(Source records)
• • • • • • •
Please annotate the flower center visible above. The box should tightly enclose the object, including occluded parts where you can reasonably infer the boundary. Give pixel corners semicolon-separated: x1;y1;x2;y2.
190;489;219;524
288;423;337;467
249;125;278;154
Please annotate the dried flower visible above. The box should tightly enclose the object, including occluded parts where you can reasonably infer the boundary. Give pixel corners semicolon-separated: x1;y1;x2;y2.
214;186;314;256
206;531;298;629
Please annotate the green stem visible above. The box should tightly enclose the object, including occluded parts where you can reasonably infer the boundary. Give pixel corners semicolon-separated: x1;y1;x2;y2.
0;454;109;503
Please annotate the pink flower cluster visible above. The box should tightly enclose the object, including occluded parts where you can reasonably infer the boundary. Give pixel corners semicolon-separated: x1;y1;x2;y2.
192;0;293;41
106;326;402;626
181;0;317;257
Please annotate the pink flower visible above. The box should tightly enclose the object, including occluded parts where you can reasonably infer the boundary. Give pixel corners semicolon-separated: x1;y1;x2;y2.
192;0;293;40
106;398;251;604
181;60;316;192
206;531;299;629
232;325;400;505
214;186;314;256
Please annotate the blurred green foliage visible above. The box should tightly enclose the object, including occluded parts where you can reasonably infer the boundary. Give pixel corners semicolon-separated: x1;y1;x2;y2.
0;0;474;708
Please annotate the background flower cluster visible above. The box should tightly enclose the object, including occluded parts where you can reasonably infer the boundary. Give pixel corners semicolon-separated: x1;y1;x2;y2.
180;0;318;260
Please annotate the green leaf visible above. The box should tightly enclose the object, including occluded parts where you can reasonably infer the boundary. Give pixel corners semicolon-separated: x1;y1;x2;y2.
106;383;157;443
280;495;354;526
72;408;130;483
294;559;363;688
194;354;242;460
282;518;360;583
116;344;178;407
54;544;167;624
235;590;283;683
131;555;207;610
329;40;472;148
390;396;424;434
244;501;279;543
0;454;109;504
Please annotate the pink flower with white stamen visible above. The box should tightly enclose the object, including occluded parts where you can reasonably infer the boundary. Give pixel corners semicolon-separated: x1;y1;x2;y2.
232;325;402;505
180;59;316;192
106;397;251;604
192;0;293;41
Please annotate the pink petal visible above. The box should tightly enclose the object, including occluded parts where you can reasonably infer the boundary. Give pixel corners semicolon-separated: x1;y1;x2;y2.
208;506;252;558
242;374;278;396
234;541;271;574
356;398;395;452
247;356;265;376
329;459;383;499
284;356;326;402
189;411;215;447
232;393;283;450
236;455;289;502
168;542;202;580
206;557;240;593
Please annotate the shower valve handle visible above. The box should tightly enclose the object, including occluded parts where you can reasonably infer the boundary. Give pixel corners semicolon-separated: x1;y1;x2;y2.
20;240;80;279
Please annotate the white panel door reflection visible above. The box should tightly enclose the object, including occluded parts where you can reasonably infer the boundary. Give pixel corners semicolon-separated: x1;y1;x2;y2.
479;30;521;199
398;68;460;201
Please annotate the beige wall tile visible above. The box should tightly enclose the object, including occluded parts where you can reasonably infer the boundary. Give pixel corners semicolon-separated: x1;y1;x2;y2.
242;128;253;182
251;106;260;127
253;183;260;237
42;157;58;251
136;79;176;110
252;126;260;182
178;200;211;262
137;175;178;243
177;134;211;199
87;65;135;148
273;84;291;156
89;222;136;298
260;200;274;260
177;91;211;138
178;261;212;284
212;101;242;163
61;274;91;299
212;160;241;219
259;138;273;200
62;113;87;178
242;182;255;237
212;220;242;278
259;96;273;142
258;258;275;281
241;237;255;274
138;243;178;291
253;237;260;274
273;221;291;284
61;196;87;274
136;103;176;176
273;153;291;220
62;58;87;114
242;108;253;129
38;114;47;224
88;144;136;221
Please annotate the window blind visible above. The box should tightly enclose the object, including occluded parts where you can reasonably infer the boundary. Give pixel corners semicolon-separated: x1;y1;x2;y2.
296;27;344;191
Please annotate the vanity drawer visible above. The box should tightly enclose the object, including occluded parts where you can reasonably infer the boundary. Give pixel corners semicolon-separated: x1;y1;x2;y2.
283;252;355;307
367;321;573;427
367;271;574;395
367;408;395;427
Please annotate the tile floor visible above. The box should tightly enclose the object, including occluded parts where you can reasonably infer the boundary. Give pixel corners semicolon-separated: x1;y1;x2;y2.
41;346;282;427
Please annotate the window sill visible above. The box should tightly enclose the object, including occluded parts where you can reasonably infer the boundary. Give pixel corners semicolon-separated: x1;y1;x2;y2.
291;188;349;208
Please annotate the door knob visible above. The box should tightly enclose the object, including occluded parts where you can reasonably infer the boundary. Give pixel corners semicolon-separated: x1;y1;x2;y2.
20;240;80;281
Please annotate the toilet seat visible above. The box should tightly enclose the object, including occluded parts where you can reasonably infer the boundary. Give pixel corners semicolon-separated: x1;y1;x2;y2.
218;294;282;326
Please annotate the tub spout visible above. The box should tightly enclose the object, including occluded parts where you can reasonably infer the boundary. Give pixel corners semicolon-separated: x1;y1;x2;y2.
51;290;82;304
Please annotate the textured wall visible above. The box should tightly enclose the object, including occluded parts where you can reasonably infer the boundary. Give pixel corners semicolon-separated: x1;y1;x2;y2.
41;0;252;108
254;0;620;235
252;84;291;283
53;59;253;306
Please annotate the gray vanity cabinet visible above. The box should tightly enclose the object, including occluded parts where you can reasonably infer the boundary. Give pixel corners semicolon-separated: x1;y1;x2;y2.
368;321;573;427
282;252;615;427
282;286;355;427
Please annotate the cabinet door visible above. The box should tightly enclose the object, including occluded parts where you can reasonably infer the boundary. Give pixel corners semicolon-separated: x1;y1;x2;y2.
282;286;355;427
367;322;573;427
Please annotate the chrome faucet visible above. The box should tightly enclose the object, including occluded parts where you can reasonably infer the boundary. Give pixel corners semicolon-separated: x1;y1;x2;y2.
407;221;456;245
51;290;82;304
• • • • • • •
Resize the lines that begin at the line containing "Please annotate the window blind" and end after the line containing "367;408;395;427", writing all of them out again with the requests included. Multiply every coordinate in the answers by 1.35 and round it to a whole number, with halves rounded up.

Please annotate the window blind visible above. The box should tightly enclose the object, including occluded parts where you can reasonably infer the boundary. Give pixel corners semicolon-separated: x1;y1;x2;y2.
400;36;464;258
Please annotate the vanity drawer visible above. The box should tightly enclose the object, including occluded parts where you can reasonably infer the boundary. Give pixel corners semicolon-separated: x1;y1;x2;y2.
382;340;479;414
495;433;774;576
495;366;775;533
495;551;533;576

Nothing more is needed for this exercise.